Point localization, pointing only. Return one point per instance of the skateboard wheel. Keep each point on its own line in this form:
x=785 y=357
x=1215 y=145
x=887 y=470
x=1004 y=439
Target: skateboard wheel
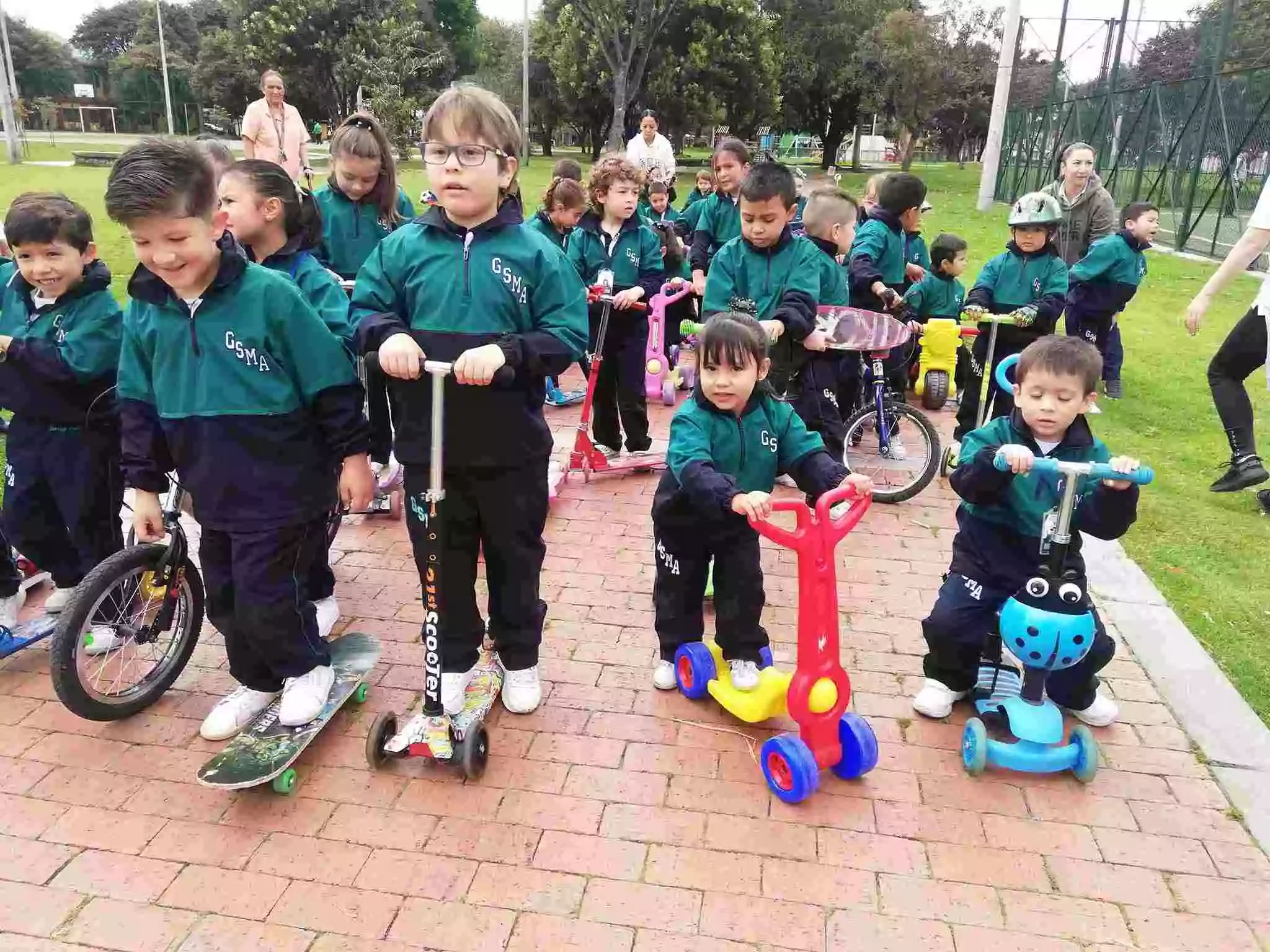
■ ■ ■
▸ **SHORT PROBLEM**:
Copy the rows above word for word, without the picture.

▸ **REPLY**:
Point localization, pointing only. Return one point per instance of the skateboard wheel. Keep each point on its own line in this form:
x=785 y=357
x=1215 y=145
x=887 y=470
x=1004 y=439
Target: skateboard wheel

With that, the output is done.